**About this task**
Output the full listing below exactly; the images stay out.

**Information given**

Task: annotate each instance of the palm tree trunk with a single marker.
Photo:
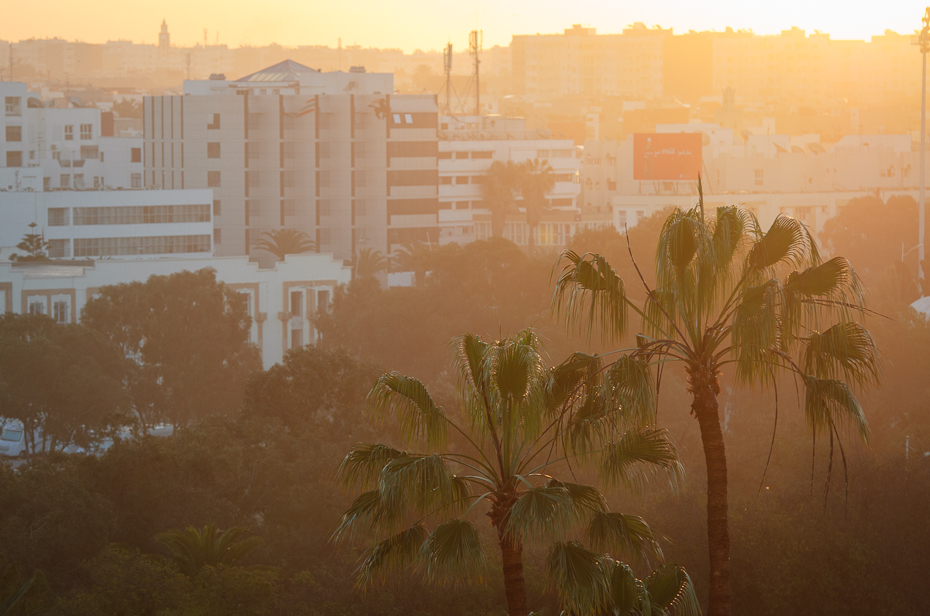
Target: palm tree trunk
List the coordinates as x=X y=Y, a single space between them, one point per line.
x=704 y=389
x=514 y=584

**Solution**
Task: annotate each instance of the palm tree trunk with a single marker.
Photo:
Target: palm tree trunk
List the coordinates as x=X y=Y, a single space between them, one point per line.
x=704 y=389
x=514 y=584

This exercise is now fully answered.